Records shown Block Start
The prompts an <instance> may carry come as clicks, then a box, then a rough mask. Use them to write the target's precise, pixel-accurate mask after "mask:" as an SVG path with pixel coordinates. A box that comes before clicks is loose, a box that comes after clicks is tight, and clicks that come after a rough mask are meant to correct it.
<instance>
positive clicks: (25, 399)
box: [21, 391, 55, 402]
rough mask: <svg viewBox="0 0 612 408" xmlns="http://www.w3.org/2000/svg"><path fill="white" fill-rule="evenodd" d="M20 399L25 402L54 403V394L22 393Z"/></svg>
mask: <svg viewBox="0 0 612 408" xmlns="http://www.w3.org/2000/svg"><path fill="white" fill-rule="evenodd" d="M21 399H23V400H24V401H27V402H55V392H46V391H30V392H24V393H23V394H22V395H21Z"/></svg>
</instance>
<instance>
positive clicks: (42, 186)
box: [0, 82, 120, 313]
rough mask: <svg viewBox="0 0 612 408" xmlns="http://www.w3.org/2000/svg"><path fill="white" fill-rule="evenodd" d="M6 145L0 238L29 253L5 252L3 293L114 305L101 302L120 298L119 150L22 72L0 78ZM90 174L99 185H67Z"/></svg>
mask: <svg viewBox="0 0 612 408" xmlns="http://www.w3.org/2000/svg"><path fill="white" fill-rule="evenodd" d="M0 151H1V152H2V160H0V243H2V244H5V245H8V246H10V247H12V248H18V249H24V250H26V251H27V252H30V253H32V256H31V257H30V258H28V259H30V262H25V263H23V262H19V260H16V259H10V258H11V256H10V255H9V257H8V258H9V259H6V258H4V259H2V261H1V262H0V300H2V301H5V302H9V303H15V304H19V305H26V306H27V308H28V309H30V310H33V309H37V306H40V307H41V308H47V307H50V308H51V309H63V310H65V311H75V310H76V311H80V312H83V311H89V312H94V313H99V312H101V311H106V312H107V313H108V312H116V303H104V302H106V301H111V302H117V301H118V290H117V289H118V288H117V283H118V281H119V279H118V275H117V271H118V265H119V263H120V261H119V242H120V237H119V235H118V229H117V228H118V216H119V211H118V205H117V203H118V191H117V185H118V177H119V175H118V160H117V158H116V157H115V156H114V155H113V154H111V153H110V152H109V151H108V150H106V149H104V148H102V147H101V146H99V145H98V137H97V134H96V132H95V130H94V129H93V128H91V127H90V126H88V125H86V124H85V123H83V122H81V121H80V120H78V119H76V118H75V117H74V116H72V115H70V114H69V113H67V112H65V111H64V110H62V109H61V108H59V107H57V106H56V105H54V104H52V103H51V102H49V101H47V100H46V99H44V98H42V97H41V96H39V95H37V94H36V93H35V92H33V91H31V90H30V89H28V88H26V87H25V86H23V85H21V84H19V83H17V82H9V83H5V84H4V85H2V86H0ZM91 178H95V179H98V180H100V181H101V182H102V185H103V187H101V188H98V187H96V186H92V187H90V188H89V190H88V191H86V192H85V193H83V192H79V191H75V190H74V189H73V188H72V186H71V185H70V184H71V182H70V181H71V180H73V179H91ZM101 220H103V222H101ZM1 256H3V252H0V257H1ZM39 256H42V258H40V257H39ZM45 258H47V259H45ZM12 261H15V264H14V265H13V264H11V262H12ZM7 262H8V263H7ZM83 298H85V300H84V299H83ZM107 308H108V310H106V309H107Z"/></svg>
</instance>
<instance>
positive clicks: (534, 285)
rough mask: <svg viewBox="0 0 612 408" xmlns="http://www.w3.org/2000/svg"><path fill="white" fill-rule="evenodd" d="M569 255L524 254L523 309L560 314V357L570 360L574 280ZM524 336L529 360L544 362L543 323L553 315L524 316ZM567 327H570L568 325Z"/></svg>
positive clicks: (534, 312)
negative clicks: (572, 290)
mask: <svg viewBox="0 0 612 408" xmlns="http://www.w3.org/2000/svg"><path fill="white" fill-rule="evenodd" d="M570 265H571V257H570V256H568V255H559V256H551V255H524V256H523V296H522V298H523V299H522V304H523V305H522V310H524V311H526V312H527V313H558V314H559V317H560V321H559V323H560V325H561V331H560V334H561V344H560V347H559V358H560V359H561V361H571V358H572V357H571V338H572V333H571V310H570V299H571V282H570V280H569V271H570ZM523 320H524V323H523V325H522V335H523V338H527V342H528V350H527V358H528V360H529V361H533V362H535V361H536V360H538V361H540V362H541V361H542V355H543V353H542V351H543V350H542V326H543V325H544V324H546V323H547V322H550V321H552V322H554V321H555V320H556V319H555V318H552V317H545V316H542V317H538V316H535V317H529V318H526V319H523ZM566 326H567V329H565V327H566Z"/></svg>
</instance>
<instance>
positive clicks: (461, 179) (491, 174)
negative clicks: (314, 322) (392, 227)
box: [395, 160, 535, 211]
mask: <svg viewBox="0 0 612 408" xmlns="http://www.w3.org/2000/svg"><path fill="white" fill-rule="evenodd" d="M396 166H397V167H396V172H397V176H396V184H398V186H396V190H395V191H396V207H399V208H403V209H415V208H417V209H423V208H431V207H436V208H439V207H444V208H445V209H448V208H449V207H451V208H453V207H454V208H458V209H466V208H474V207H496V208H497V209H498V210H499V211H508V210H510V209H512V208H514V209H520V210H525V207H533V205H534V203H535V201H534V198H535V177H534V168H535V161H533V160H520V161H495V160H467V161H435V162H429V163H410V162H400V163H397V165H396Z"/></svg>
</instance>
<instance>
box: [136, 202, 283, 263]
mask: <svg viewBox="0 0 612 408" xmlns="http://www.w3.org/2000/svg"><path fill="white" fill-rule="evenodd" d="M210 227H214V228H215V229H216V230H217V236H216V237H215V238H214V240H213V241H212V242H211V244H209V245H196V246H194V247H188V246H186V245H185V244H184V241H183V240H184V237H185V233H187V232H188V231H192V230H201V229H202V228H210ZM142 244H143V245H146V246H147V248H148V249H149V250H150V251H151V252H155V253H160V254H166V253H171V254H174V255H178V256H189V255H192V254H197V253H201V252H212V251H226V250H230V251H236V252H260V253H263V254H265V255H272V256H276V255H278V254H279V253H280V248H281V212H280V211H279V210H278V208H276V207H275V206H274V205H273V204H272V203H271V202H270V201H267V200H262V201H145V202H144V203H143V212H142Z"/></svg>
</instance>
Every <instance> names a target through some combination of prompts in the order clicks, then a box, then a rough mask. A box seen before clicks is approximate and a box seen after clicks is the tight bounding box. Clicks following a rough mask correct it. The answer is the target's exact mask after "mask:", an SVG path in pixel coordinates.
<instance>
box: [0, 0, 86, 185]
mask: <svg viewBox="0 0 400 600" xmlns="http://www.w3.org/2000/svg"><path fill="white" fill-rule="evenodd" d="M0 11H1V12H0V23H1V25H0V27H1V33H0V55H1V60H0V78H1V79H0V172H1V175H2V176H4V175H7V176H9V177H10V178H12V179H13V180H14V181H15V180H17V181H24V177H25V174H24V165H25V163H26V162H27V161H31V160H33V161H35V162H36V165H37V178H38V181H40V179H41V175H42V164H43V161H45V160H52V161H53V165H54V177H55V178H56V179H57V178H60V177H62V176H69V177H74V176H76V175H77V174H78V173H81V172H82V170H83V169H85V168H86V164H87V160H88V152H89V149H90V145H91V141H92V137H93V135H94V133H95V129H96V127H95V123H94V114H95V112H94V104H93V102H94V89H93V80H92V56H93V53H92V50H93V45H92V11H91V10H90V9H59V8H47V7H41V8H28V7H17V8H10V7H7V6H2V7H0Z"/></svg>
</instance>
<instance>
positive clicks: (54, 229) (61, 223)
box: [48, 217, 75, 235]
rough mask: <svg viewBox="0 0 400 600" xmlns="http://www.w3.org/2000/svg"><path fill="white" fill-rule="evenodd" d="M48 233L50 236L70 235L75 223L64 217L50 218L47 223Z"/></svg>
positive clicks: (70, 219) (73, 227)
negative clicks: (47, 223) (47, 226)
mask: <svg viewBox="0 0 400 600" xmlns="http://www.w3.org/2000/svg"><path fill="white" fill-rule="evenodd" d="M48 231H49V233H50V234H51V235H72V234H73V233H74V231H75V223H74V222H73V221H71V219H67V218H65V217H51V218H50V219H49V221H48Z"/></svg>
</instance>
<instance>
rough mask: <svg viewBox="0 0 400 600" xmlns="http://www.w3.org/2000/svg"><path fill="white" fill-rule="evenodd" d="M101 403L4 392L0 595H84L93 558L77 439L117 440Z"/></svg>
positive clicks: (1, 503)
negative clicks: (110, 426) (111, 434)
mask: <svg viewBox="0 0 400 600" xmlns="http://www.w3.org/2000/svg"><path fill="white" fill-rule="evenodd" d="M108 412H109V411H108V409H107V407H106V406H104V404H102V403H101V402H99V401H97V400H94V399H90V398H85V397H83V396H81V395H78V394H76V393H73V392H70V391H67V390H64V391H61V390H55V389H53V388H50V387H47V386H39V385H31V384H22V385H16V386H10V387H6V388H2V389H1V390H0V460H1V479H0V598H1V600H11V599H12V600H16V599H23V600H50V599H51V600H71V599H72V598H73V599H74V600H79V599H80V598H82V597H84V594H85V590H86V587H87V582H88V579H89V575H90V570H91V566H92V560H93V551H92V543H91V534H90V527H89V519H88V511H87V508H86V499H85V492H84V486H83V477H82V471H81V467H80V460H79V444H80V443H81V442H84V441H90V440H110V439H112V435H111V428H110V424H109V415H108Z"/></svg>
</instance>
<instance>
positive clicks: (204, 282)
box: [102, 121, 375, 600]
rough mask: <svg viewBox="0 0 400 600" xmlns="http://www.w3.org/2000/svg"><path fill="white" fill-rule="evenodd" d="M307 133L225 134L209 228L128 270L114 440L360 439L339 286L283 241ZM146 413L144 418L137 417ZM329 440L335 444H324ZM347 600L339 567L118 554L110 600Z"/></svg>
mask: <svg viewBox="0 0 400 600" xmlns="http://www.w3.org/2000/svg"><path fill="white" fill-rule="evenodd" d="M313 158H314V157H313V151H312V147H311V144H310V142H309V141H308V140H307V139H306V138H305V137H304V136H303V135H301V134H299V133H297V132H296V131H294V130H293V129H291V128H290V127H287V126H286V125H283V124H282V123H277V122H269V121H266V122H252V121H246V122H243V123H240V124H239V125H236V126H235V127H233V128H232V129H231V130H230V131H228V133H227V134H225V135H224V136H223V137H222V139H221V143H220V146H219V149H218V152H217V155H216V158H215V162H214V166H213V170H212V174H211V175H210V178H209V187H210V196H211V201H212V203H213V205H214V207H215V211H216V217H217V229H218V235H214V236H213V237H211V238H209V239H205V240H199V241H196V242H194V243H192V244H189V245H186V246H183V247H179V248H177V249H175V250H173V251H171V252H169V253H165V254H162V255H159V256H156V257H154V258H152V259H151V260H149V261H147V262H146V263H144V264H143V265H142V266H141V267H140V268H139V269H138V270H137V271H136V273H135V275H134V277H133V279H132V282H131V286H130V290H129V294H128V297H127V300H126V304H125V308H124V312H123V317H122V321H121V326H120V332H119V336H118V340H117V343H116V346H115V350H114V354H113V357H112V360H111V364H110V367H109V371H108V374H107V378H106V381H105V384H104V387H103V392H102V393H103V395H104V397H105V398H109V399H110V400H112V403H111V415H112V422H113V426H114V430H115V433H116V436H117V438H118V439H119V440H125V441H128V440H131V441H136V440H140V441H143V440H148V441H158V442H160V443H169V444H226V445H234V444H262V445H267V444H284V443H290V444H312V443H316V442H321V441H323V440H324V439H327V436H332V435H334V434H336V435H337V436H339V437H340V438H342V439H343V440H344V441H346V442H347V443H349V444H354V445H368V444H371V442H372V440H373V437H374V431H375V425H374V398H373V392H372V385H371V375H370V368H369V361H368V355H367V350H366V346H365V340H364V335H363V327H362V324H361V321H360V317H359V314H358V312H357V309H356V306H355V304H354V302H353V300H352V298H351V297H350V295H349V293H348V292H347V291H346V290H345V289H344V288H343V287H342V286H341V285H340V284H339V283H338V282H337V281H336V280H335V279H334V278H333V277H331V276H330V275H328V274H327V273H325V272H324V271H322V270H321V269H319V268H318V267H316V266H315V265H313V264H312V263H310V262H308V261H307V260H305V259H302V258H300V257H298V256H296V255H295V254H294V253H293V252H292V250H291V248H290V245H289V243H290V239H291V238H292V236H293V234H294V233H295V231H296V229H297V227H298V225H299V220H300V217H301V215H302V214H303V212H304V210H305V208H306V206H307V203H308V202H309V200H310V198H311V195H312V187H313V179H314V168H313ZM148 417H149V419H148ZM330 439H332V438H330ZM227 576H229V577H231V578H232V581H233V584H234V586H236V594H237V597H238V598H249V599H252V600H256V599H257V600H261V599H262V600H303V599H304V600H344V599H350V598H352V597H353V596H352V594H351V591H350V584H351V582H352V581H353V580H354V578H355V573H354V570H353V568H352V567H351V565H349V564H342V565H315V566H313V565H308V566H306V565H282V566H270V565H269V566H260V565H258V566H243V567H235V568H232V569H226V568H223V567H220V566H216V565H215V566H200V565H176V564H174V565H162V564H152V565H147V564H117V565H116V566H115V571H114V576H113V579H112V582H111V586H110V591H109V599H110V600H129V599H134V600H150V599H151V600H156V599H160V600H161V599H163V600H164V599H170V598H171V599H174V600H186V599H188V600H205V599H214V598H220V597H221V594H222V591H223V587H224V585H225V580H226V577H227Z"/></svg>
Records shown Block End
Requirement
Lines with "after": return each one from the data above.

Result below
The prompts an <instance> may carry come as clicks, then a box, then a rough mask. Use them to write the target's precise, pixel-accurate mask after "mask:" as an SVG path with pixel coordinates. A box that comes before clicks is loose, a box that comes after clicks is tight, and clicks that come after a rough mask are meant to correct it.
Every <instance> names a target through some combination of prompts in the order clicks, then a box, then a rough mask. A box seen before clicks is approximate and a box seen after clicks is the tight bounding box. Clicks following a rough mask correct it. The answer is the target's exact mask after "mask:", an SVG path in pixel coordinates.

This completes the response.